» Aufgabe 1
Welche Download-Raten nennt der Quelltext? Führe jeden Wert einmal auf.
» Aufgabe 2
Stimmen die folgenden Aussagen mit dem Quelltext überein? Belege jede Antwort mit einem wörtlichen Zitat.
(a) jensi251 vermutet, dass die Leitung nicht mehr hergibt.
(b) EnergyCross ist mit der Gesamtrate unzufrieden.
(c) Die unterschiedlichen Raten treten nur an diesem einen Tag auf.

# Stark unterschiedliche Download Raten



## EnergyCross (3. Dezember 2011)

hallo, 

wie man im anhang sieht hab ich bei Mass Effect ~ 600 KB/s und bei Mass Effect 2 ~ 2.5 MB/s. 
Das ist nicht nur heute so, sondern immer wenn ich mehrere Spiele gleichzeitig downloade. 

Kann ich irgendwo einstellen, damit die Downloadrate gleichmäßig ist?


----------



## jensi251 (3. Dezember 2011)

Vielleicht gibt die Leitung nicht mehr her?


----------



## EnergyCross (3. Dezember 2011)

daran liegt es nicht. das ist nur die aufteilung. insgesamt habe ich ja 4.1 MB/s, manchmal auch 5-6 mb/s. damit bin ich auch recht zufrieden. 

mir geht es darum dass ein spiel mit 600 kb/s lädt und das andere mit 2.5 mb/s


----------



## turbosnake (3. Dezember 2011)

Ist beides der gleiche Server?


----------



## Dennis.Dz5@gmx.de (3. Dezember 2011)

» Auszüge aus einem Datensatz mit Ortsannotationen
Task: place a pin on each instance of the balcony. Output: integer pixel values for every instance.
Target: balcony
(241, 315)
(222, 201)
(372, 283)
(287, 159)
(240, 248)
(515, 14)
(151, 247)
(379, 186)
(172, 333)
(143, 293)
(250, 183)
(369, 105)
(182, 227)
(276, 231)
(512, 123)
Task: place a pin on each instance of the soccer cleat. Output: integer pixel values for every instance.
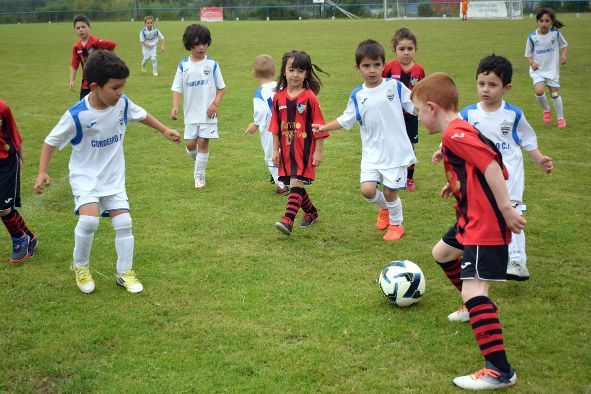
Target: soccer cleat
(383, 219)
(461, 315)
(561, 123)
(84, 279)
(129, 281)
(20, 249)
(517, 271)
(282, 190)
(488, 378)
(284, 225)
(394, 232)
(200, 181)
(309, 219)
(33, 242)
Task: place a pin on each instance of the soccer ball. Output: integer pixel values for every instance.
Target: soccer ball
(402, 282)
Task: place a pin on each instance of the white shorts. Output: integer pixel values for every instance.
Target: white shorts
(551, 83)
(201, 130)
(392, 178)
(105, 203)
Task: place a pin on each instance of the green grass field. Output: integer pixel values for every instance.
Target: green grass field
(232, 305)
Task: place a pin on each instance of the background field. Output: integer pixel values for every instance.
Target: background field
(230, 304)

» Antwort 1
- ~600 KB/s (bei Mass Effect)
- ~2.5 MB/s (bei Mass Effect 2)
- 4.1 MB/s (insgesamt)
- 5-6 mb/s (manchmal insgesamt)

» Antwort 2
(a) Ja: „Vielleicht gibt die Leitung nicht mehr her?“
(b) Nein: „damit bin ich auch recht zufrieden.“
(c) Nein: „Das ist nicht nur heute so, sondern immer wenn ich mehrere Spiele gleichzeitig downloade.“